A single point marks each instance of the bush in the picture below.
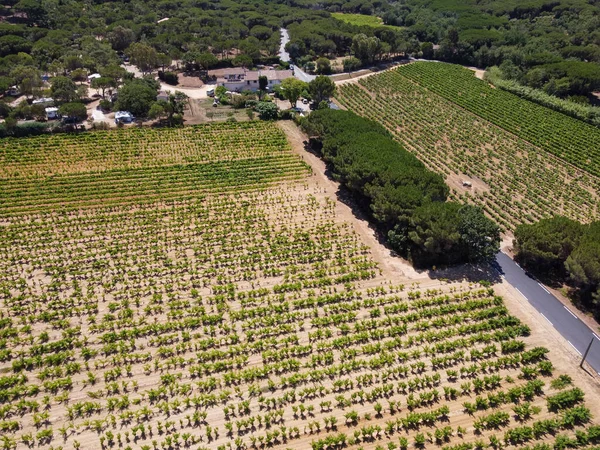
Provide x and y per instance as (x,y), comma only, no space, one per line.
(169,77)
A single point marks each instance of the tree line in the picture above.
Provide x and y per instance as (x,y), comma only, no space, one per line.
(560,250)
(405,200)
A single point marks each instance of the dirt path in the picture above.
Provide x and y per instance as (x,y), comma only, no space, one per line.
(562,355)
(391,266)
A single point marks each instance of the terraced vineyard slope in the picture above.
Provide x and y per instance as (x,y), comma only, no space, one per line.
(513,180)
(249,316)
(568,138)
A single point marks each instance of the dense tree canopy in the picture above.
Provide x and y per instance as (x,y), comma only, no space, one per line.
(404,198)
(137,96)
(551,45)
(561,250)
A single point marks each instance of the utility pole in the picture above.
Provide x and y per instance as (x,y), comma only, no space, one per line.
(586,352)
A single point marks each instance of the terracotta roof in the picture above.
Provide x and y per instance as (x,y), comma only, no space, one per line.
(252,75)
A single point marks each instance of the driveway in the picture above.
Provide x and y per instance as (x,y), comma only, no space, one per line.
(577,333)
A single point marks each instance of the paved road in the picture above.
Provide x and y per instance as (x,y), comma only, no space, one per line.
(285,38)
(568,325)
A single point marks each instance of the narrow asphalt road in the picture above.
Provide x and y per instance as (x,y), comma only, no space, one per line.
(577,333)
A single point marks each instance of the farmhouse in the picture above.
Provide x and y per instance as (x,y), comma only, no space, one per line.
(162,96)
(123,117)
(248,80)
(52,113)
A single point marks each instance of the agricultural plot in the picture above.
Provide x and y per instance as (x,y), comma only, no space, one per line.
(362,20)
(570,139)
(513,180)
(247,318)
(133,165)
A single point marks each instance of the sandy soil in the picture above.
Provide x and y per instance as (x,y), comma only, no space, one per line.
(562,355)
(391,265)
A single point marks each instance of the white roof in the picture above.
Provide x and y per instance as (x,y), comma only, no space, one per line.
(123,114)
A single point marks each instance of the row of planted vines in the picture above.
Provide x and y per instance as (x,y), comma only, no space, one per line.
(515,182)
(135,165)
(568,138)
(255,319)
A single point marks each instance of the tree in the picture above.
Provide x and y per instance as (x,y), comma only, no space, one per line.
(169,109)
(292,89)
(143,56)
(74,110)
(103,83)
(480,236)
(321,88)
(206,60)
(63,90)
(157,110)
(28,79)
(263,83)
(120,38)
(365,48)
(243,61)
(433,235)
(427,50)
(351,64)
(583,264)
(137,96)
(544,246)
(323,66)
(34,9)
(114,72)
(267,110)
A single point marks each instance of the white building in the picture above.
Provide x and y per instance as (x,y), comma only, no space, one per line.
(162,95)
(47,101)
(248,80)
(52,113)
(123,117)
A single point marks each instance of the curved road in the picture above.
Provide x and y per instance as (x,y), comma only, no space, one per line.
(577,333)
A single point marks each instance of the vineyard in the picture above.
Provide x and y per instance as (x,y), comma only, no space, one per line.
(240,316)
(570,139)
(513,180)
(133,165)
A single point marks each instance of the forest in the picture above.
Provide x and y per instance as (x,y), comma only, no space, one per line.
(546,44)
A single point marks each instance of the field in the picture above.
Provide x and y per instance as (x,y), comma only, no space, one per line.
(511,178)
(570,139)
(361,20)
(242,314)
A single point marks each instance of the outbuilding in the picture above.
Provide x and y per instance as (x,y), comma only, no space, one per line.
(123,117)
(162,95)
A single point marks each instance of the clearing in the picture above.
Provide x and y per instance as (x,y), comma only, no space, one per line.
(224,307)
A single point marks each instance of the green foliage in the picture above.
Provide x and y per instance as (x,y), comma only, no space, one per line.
++++++++
## Work to be completed
Reproduce every row above verbatim, omitting the picture.

## The solution
A single point marks each instance of the bush in the picture below.
Provide x and y per instance as (x,y), comma only, no space, one per line.
(169,77)
A single point marks each instance of the tree line in the picture above.
Provide x and y per instance as (x,y), comma only, no space, one per line.
(560,250)
(405,200)
A single point marks each instance of the dirt path in the picture above.
Provide x and y per instance as (x,y), comma only, no space, one per line.
(562,355)
(391,266)
A single point marks each instance of the terraced vineyard slope in the picture above.
Provide x and y per instance as (x,y), comma only, no space, one per line.
(513,180)
(249,316)
(568,138)
A single point marks each instance of the dense tree canopy in the picture above.
Provide x and y per instance as (x,y), comma only, no space, one per line.
(404,198)
(137,96)
(551,45)
(561,250)
A single point marks each instance of the utility pole in the picture above.
Provide x and y per instance as (x,y), comma only, no space, one per line.
(586,352)
A single point marks each instance of the terracotta roof in the picture above.
Provide x and y per instance as (x,y), comma only, no space, one per line.
(252,75)
A single point marks each instance of the driveway in the picture above.
Provide x and y per instance as (x,y), comma only, no space, one per line.
(577,333)
A single point marks each instance of the paved road in the picture above.
Provide x and y per instance as (x,y), comma only, no space, one per line.
(285,38)
(568,325)
A single point marks each instance of the narrow asphalt road in the picture above.
Provide x and y per instance as (x,y), comma only, no space, one per line.
(577,333)
A single point marks each instance of the farmhouse in the picture above.
Provide x and y per instance as (x,y), comma only, no space, one per line.
(162,96)
(123,117)
(248,80)
(52,113)
A single point marks each instance of the agricultural plot in the picture above.
Provide x and y per instance as (x,y), comma only, no space, one per line.
(362,20)
(570,139)
(513,180)
(247,318)
(133,165)
A single point marks each instance of the sandy soil in the picture above.
Provide x and y per instance as (x,y), comma only, no space, one per line.
(562,355)
(391,265)
A single point marks each instance of the white roof in the picture above.
Provide x and y per instance as (x,y), comma only, no space, one per line.
(123,114)
A single point marks each instance of the row of planted vines in the picture above.
Provide x and y per instance as (x,y), comma only, no space, one per line.
(515,182)
(135,165)
(568,138)
(255,319)
A single point marks each instance of the tree in the picture above.
Provide x and y per instance as (x,y), comma only, no space, one per line.
(169,109)
(292,89)
(143,56)
(74,110)
(103,83)
(480,236)
(321,88)
(206,60)
(63,90)
(157,110)
(28,79)
(263,83)
(120,38)
(365,48)
(243,61)
(433,235)
(427,50)
(351,64)
(583,264)
(137,96)
(544,246)
(323,66)
(34,9)
(114,72)
(267,110)
A single point marks each instance of the white building in the picture above.
Provide x and y per instance as (x,y), comma only, no space, one per line.
(162,95)
(47,101)
(248,80)
(52,113)
(123,117)
A single point marks each instance of the curved road in the picture above.
Provide x and y per instance as (x,y), comma only, no space, one per line.
(577,333)
A single point marks each instance of the vineyard in the picture above.
Provide x and y per instance as (x,y), comma only, no space, one per line.
(240,316)
(570,139)
(513,180)
(133,165)
A single point marks each instance of the forest in the picture above.
Provide x and y per instance as (x,y), comma only, no space, one per line.
(546,44)
A single point marks each instance of the field in the picture above.
Provide x and y per instance as (x,y), comma only, no space, one per line.
(511,178)
(570,139)
(361,20)
(242,314)
A single point marks each instance of the outbuilding in the picture above.
Provide x and y per instance as (x,y), comma only, no space, one per line.
(123,117)
(162,95)
A single point marks each instance of the clearing in the picture above.
Provide x and y per instance as (x,y), comma only, no space, one per line.
(224,307)
A single point marks each instance of the green foliage in the picture above.
Provide x and y per instance as (x,y), comma only, no space, one per line.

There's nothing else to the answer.